## Problem to solve:
Reproduce the records below word for word, starting from the line that contains "Q: Point to the white mast" and continuing through the end of the records, with that line included. Leave the pictures out of your answer.

## Rows:
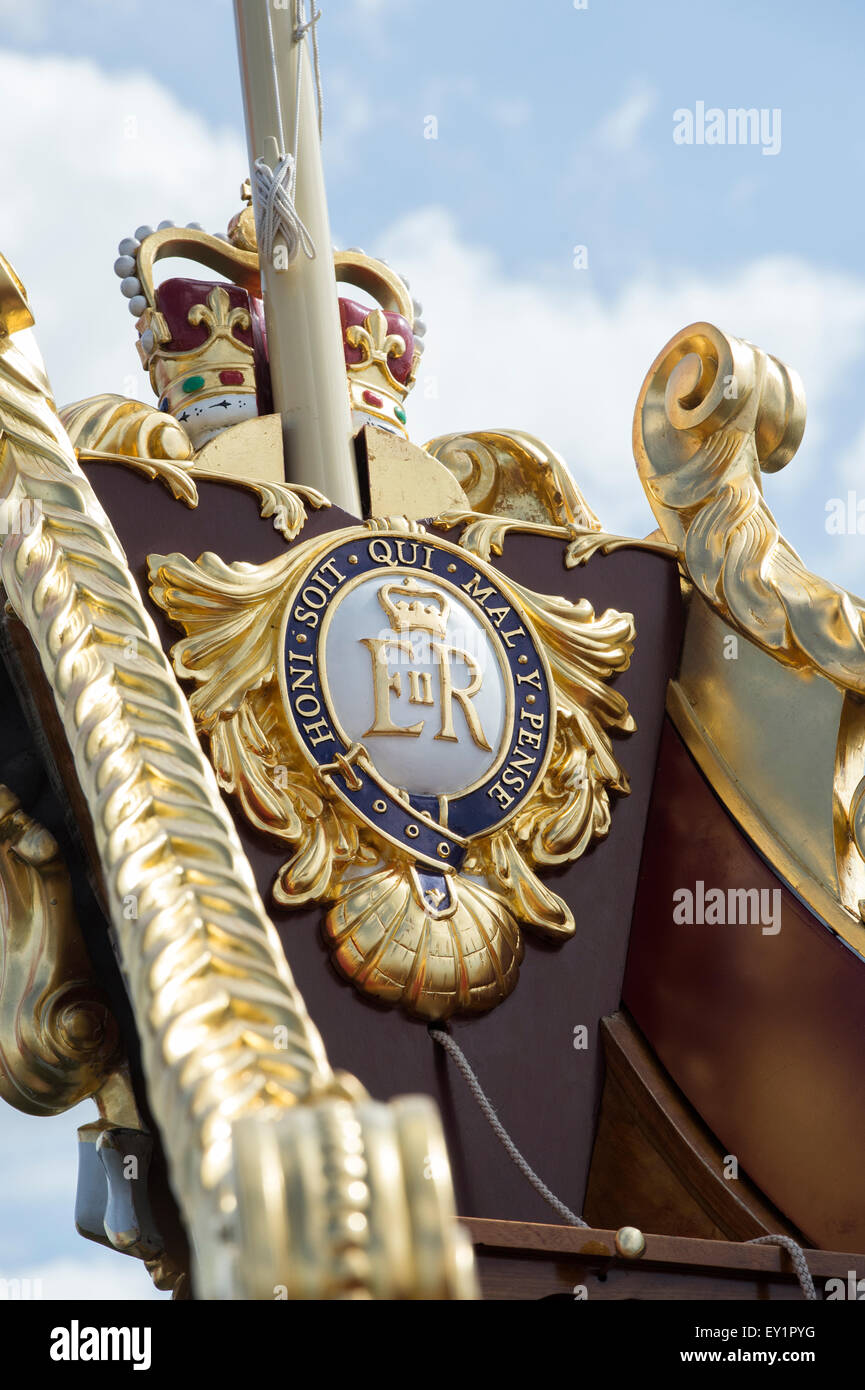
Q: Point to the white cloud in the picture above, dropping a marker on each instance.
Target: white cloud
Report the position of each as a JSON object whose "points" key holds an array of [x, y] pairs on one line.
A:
{"points": [[537, 349], [620, 128], [558, 359], [91, 157], [99, 1273]]}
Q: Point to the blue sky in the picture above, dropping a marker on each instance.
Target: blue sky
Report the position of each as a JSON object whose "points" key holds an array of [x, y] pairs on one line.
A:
{"points": [[554, 129]]}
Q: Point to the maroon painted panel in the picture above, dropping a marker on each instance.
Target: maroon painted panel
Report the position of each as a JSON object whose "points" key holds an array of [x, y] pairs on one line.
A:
{"points": [[764, 1033], [545, 1091]]}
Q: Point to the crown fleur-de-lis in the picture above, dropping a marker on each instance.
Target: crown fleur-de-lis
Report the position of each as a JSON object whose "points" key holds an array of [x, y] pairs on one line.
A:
{"points": [[413, 609], [217, 314], [374, 341]]}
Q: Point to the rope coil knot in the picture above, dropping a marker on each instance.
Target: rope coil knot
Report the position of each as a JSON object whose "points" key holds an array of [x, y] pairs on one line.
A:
{"points": [[276, 211]]}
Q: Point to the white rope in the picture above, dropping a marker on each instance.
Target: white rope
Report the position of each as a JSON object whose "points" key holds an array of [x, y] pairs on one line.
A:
{"points": [[796, 1251], [498, 1129], [276, 211], [274, 189], [797, 1257]]}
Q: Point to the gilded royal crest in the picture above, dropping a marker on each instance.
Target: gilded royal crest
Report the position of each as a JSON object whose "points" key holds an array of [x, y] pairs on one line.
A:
{"points": [[420, 730]]}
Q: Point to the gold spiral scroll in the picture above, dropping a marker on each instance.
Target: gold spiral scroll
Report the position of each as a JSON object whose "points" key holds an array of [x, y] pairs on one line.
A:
{"points": [[714, 412], [225, 1036]]}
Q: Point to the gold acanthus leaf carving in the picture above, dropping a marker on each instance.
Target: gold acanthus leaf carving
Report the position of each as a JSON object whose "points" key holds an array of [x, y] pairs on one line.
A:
{"points": [[59, 1040], [380, 936], [714, 412], [230, 1052], [128, 432]]}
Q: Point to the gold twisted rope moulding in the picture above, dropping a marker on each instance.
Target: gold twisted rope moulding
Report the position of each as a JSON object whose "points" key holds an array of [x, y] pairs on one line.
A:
{"points": [[227, 1043]]}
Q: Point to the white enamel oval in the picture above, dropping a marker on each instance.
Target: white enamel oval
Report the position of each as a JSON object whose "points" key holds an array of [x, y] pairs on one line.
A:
{"points": [[363, 631]]}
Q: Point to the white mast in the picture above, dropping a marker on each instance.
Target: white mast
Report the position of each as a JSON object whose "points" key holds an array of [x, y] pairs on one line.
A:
{"points": [[303, 334]]}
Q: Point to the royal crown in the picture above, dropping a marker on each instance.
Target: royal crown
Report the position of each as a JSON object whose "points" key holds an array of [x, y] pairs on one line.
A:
{"points": [[205, 345], [410, 608]]}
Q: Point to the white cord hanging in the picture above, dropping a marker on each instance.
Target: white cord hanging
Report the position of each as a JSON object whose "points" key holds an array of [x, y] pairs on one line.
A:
{"points": [[274, 189]]}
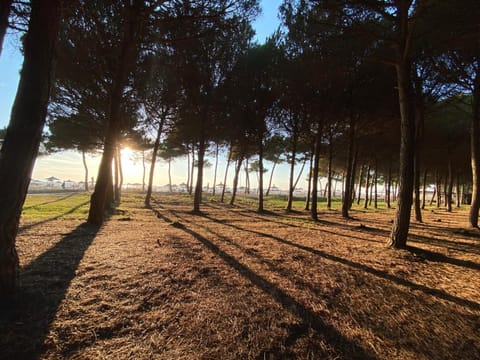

## Final result:
Q: Point to the white mast in the picture above, dropping a marker on each instance.
Target: white mast
Report the position of each as a JSON object whose "points" key holds an array of [x, y] pairs on one line.
A:
{"points": [[303, 334]]}
Q: Point to the royal crown in the picture above, dropping a marker on each instance.
Target: royal crown
Report the position of each as a JSON object whose "points" key holds an array of [x, y] pairs on one line.
A:
{"points": [[205, 345], [410, 608]]}
Q: Point to the white cord hanging in the picture above, dropping a marker on each instance.
Target: white cord hanging
Report the position of each as a JSON object whose "points" key holds an array of [x, y] pairs on one line.
A:
{"points": [[274, 189]]}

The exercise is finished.